Task to carry out => Reproduce, word for word, every line starting at the line that contains "Placement rule: one point per instance of the dormer" and ending with the final line of the entries.

(Point annotation dataset records)

**********

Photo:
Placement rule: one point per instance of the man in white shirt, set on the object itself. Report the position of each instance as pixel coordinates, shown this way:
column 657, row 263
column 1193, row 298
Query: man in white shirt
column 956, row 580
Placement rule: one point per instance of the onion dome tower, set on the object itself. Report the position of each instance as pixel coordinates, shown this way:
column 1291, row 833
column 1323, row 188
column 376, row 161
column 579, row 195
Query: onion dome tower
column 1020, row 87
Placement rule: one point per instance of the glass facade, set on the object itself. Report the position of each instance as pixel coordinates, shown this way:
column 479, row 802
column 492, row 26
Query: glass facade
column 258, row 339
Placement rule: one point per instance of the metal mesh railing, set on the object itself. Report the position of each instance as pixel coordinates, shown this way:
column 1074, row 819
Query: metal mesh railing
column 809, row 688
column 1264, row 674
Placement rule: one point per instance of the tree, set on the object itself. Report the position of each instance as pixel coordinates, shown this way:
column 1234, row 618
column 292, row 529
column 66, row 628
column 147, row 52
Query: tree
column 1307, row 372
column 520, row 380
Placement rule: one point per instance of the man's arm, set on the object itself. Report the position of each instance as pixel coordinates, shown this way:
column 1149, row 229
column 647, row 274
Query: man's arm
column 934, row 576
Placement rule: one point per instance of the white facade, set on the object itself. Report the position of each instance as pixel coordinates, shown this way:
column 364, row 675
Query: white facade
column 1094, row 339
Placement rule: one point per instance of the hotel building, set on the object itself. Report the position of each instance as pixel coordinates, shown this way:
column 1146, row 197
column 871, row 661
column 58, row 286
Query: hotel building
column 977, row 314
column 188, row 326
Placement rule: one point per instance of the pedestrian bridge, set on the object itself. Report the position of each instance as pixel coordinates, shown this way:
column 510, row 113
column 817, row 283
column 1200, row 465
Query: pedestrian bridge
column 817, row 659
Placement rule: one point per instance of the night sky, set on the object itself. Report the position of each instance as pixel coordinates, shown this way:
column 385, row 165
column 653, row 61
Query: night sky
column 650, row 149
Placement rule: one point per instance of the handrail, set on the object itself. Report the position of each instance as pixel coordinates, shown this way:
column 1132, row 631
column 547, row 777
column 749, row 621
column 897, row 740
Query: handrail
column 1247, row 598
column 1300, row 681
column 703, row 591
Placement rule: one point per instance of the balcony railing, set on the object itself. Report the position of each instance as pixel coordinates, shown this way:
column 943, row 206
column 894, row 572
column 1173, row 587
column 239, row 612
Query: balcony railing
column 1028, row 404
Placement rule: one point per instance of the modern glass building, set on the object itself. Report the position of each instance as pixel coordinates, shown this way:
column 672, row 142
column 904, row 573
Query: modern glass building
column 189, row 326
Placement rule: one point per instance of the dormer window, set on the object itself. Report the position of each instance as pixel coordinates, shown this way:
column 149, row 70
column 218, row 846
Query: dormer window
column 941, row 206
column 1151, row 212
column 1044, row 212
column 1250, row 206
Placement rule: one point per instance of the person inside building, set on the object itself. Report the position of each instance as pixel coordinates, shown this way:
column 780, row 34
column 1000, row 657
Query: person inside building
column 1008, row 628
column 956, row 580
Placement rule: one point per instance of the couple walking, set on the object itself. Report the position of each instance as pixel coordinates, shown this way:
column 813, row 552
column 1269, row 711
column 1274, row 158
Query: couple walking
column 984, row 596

**********

Correct result =>
Placement rule: one point per instance of the dormer window, set on the object itself. Report the position of each instance as pixel coordinates, shown this way:
column 149, row 70
column 218, row 846
Query: dormer window
column 941, row 206
column 1151, row 212
column 1044, row 212
column 1250, row 206
Placement rule: one point per instance of the person inside building, set on the object itself. Report the position of each instance as pixel coordinates, shown this way:
column 780, row 34
column 1000, row 657
Query: person inside building
column 1008, row 628
column 956, row 580
Placement rule: one point per instance of the couple walking, set on the object itself. Report the position of each instance as pixel coordinates, shown this way:
column 813, row 552
column 1269, row 711
column 1274, row 158
Query: couple walking
column 984, row 596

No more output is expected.